# [REQUIREMENTS]
Rewrite the stretch from the line containing "the eyebrow, one" through the end of the material, changing every "Target" to "Label" and leaving everything else unchanged.
# # # # # # #
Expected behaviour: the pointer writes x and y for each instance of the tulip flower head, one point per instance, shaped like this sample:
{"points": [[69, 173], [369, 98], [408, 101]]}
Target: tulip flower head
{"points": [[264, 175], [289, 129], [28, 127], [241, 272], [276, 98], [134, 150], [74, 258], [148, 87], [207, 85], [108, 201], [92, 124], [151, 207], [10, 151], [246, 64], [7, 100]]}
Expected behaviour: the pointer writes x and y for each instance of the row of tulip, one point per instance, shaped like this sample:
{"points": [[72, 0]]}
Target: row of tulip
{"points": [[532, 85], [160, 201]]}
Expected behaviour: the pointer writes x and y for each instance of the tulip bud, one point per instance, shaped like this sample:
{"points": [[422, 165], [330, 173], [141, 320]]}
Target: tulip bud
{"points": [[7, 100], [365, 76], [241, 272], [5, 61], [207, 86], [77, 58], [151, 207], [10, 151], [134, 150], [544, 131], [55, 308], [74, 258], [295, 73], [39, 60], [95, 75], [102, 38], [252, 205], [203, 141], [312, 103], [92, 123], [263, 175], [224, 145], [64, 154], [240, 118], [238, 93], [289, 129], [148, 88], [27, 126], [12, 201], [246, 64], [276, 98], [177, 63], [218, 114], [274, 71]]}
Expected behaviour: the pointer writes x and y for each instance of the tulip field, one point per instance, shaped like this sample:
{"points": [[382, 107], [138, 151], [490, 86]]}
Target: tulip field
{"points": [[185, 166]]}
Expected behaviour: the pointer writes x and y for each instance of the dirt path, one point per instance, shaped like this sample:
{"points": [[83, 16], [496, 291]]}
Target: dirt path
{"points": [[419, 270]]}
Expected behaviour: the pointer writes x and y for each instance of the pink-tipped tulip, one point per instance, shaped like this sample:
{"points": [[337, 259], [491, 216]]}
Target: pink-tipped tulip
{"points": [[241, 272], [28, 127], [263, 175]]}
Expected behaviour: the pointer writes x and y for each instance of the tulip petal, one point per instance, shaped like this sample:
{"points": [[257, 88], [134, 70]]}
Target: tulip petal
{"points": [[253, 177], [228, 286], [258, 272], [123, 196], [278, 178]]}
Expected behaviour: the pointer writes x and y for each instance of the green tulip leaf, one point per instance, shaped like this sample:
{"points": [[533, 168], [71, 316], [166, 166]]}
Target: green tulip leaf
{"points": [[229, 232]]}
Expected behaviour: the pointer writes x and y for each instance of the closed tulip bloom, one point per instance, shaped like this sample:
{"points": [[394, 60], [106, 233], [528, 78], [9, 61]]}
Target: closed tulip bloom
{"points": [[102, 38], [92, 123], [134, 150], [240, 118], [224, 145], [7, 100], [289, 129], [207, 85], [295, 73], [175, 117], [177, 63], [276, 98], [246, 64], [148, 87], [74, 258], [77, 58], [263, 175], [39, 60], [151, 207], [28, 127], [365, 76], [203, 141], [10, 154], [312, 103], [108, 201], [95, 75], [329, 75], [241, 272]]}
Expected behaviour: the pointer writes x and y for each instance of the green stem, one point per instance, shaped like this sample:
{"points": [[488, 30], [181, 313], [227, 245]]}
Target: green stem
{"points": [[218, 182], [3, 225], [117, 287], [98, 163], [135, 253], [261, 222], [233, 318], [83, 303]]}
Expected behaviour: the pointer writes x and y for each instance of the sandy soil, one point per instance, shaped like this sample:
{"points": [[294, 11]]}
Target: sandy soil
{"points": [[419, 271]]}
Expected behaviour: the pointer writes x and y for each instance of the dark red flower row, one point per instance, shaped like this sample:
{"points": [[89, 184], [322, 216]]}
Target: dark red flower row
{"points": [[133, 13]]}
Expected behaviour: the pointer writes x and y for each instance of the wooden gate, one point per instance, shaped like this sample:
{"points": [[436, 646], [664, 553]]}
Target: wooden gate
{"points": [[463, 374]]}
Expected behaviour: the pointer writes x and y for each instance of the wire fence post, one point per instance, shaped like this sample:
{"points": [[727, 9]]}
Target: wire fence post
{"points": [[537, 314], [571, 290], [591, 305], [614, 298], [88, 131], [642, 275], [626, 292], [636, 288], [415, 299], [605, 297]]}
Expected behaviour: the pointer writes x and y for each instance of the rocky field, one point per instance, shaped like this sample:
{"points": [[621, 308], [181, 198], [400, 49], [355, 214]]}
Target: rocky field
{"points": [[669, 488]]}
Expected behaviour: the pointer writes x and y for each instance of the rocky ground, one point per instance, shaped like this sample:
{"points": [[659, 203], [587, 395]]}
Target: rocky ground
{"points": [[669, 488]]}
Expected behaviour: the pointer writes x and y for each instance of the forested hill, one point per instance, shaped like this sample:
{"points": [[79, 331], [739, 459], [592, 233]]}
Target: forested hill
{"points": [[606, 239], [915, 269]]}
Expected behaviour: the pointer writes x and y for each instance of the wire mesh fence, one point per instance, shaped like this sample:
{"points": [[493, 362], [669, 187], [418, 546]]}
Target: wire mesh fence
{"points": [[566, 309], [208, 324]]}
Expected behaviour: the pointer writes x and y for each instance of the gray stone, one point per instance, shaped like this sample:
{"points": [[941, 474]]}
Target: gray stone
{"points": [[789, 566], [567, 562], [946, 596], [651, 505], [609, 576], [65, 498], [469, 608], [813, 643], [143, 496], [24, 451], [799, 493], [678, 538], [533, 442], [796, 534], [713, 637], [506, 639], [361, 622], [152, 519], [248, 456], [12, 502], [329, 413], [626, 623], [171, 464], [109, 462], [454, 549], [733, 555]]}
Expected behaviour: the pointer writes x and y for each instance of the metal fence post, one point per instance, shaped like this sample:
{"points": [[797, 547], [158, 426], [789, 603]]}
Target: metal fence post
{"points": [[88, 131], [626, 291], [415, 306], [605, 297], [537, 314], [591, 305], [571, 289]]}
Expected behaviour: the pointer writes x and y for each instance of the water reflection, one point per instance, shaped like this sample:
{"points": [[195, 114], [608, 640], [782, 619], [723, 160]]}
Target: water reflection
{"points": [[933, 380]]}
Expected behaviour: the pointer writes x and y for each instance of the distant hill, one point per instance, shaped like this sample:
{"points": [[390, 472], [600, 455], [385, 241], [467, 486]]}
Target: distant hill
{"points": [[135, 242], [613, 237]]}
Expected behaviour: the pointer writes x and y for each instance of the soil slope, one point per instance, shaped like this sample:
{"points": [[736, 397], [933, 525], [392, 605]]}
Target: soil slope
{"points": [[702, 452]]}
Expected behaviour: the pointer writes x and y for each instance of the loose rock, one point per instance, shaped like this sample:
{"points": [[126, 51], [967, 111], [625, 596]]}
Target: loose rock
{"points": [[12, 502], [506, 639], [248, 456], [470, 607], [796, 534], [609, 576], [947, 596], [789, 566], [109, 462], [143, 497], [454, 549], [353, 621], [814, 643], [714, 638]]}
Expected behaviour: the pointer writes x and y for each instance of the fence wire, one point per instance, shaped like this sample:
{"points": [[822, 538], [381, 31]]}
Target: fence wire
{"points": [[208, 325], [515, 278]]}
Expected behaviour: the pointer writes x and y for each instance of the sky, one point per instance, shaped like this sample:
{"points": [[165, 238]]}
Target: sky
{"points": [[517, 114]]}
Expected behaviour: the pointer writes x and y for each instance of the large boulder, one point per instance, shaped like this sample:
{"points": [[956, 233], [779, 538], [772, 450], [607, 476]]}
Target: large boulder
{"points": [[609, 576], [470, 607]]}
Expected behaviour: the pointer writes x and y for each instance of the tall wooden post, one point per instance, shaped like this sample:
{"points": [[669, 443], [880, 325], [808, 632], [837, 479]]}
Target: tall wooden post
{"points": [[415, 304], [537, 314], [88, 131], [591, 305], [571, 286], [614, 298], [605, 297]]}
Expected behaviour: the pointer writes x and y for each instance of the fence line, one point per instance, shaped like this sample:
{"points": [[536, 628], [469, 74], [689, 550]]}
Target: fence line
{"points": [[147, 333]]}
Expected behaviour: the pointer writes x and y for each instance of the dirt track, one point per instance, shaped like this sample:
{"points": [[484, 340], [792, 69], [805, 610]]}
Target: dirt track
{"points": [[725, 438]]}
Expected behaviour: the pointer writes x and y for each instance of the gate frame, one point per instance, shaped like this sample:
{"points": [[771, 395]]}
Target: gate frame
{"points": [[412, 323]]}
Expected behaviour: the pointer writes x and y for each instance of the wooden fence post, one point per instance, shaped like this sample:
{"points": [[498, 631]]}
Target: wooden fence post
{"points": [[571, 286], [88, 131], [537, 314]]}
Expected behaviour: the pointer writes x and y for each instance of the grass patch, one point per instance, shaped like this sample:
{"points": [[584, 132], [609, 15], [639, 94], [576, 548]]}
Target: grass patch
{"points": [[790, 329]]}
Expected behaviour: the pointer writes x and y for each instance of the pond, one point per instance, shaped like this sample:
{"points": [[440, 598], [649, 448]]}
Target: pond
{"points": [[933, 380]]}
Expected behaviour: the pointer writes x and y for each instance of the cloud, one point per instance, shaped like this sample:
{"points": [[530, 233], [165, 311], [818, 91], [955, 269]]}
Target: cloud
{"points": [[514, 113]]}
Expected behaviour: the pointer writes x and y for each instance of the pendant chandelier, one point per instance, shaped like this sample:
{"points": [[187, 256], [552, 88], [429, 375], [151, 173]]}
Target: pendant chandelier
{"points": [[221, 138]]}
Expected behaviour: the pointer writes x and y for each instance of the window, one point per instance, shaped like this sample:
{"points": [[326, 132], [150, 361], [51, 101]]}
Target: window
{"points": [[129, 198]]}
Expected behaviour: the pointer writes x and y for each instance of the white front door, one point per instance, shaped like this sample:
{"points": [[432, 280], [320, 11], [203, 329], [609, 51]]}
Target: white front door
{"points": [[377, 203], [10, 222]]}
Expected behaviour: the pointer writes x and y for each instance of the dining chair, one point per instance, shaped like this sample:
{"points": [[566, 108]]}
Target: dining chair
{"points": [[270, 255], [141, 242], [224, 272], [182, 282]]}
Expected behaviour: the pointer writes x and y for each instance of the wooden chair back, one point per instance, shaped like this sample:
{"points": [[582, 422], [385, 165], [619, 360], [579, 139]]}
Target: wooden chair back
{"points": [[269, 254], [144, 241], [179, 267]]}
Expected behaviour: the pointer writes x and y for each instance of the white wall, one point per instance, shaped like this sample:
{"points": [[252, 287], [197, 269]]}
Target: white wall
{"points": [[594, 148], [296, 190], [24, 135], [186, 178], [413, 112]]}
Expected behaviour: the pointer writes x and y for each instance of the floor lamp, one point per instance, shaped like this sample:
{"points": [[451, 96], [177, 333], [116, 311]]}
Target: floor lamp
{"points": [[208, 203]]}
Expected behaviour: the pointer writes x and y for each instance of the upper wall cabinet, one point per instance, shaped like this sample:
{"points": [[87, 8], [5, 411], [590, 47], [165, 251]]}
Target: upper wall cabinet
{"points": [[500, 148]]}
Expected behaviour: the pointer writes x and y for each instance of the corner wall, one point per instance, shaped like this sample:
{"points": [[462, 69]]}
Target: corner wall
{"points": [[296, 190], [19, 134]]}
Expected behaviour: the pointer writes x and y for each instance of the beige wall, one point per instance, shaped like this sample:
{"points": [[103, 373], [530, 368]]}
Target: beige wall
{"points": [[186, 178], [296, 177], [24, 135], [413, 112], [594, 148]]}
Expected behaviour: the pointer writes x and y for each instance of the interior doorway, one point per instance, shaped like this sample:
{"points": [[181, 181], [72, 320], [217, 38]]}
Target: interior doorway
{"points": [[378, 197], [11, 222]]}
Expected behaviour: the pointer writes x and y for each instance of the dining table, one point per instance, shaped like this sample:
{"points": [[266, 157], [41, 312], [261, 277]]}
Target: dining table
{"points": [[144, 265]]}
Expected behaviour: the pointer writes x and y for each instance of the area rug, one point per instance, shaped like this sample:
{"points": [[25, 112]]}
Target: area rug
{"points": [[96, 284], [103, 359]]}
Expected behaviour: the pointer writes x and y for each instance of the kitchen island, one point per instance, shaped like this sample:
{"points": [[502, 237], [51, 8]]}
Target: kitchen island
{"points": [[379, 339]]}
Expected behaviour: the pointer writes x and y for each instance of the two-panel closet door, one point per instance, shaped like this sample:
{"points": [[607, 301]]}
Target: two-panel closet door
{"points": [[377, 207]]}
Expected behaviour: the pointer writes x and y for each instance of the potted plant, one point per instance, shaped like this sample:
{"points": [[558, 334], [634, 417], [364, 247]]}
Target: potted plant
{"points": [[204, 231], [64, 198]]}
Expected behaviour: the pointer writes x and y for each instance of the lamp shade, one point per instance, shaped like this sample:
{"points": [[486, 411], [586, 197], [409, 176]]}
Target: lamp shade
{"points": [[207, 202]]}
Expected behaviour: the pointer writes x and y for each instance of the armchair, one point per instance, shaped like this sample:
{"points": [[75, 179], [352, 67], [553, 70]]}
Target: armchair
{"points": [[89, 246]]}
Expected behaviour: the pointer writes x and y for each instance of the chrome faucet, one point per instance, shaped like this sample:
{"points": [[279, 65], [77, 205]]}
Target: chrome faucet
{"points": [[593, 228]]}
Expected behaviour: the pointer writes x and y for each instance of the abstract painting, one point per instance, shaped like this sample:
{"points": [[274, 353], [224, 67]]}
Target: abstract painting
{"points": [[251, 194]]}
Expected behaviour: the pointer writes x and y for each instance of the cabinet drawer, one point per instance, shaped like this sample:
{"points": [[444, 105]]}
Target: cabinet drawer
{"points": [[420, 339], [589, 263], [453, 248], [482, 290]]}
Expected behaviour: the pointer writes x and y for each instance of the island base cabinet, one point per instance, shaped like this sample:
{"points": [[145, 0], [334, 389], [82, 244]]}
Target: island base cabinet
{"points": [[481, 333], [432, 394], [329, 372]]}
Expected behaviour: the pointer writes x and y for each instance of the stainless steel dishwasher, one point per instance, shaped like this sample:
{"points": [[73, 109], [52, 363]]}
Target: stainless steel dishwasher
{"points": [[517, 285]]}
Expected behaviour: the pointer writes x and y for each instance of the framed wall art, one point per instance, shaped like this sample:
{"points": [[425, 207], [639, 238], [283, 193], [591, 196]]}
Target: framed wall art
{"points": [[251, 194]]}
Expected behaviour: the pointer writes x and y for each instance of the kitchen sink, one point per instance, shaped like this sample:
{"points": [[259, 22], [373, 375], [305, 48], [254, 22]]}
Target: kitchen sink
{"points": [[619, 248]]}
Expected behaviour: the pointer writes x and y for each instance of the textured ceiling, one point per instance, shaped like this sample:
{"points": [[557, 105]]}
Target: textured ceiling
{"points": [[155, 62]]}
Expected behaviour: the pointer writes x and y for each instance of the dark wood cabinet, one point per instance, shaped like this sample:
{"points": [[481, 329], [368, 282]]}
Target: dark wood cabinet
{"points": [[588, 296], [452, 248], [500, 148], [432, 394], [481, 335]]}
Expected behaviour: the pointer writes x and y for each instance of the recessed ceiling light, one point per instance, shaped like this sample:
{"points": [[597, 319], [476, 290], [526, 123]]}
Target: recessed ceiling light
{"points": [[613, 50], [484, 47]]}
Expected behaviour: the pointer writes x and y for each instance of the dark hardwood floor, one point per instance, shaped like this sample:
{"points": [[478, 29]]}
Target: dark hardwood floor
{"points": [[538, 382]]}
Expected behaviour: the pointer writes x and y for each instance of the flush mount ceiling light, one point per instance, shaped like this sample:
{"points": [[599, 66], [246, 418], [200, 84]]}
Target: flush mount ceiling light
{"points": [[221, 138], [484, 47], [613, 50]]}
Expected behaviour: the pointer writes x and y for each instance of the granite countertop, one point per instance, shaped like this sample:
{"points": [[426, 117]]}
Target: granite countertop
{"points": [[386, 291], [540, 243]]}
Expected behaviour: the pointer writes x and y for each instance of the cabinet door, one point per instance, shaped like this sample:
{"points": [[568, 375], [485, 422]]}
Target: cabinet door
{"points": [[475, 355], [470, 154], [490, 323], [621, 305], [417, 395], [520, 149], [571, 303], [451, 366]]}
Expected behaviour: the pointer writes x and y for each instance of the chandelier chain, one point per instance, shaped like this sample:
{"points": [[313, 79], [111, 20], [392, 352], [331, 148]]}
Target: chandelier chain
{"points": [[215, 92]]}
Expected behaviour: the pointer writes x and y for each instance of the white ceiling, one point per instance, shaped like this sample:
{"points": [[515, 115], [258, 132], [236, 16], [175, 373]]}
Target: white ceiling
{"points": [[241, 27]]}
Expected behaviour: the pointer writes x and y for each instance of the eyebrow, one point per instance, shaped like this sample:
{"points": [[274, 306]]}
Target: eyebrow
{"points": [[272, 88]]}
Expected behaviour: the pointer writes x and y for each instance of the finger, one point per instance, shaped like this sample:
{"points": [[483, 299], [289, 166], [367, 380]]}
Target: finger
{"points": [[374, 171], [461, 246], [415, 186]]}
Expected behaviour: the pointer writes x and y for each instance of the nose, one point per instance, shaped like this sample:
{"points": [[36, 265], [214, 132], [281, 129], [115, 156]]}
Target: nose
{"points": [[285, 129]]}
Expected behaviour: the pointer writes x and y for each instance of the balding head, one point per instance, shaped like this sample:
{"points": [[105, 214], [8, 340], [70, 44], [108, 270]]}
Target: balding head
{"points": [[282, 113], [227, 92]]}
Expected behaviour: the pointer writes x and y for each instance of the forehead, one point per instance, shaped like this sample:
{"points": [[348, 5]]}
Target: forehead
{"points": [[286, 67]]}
# # # # # # #
# [RESULT OF THE EXERCISE]
Expected behaviour: the pointer writes x and y for each instance of the eyebrow, one point per instance, shaped like this sample:
{"points": [[274, 306]]}
Label: eyebrow
{"points": [[272, 88]]}
Expected behaviour: the pointer writes x and y for each instance of the finger, one point per instance, shaped like this sample:
{"points": [[483, 299], [289, 166], [367, 380]]}
Label: finger
{"points": [[374, 171], [461, 246], [415, 186]]}
Expected behaviour: the pointer writes x and y for each instance of the nose, one point per instance, shaped like this sample:
{"points": [[36, 265], [214, 132], [281, 129], [115, 156]]}
Label: nose
{"points": [[285, 129]]}
Expected behaviour: the pointer writes x and y for each instance of the balding head, one point per instance, shaped like this sample:
{"points": [[105, 214], [8, 340], [70, 44], [108, 270]]}
Label: balding head
{"points": [[282, 113], [227, 92]]}
Expected behaviour: the pointer writes x and y for each instance of the forehead, one point per instance, shaped like this sample:
{"points": [[348, 5]]}
Label: forehead
{"points": [[286, 67]]}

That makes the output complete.